### What this task involves
Please give back all the records exactly, but keep the pictures out.

### Input
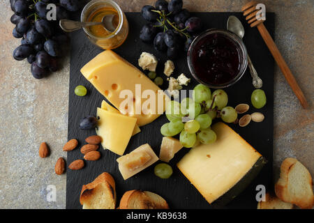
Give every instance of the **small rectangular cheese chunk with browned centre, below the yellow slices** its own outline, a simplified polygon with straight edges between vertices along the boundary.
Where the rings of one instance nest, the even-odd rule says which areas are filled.
[[[119,171],[124,180],[134,176],[156,161],[158,161],[158,157],[149,144],[137,147],[134,151],[117,159]]]

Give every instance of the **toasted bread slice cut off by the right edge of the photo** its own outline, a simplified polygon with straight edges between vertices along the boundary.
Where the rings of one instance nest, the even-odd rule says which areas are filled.
[[[313,207],[313,181],[310,172],[301,162],[286,158],[281,164],[281,175],[275,192],[282,201],[293,203],[299,208]]]

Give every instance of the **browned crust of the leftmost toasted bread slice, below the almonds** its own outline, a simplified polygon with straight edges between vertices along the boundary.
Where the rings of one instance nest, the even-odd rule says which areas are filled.
[[[84,201],[87,201],[87,199],[90,199],[90,197],[93,194],[94,188],[97,187],[98,184],[104,183],[104,182],[110,186],[110,189],[112,191],[112,198],[114,199],[114,205],[115,205],[116,200],[117,200],[116,185],[114,182],[114,178],[106,172],[103,172],[103,174],[100,174],[99,176],[97,176],[93,182],[82,186],[82,191],[80,194],[80,203],[83,205]]]

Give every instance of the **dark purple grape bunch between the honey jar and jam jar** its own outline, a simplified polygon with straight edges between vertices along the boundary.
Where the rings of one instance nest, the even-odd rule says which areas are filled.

### Solved problem
Give every instance of the **small rectangular cheese chunk with browned centre, below the yellow slices** its own outline, a simplified polygon with straight edges between vertices along the boundary.
Where the rings of one instance nest, the even-odd rule says which areas are filled.
[[[119,171],[124,180],[134,176],[156,161],[158,161],[158,157],[149,144],[137,147],[134,151],[117,159]]]

Give every instance of the **toasted bread slice cut off by the right edge of the photo** its own outline, a simplified polygon with straight edges between vertices along the boundary.
Where the rings of one instance nest, the even-odd rule says which areas are filled.
[[[313,207],[313,181],[310,172],[301,162],[286,158],[281,164],[281,175],[275,192],[282,201],[293,203],[299,208]]]

Give every instance of the **browned crust of the leftmost toasted bread slice, below the almonds** its own outline, a simplified polygon with straight edges between vertices along the boundary.
Where the rings of one instance nest, the even-odd rule says which areas are filled.
[[[84,201],[87,201],[87,199],[90,199],[90,197],[93,194],[94,188],[97,187],[98,184],[104,183],[104,182],[110,186],[110,189],[112,191],[112,198],[114,199],[114,205],[115,205],[116,200],[117,200],[116,185],[114,182],[114,178],[106,172],[103,172],[103,174],[100,174],[99,176],[97,176],[93,182],[82,186],[82,191],[80,194],[80,203],[83,205]]]

Give every instance of the **dark purple grape bunch between the honey jar and jam jar** its own outline, a simplified polygon with straight edges between vertices along the boundary.
Where the rings of one instance nest, the even-odd rule says which areas are filled.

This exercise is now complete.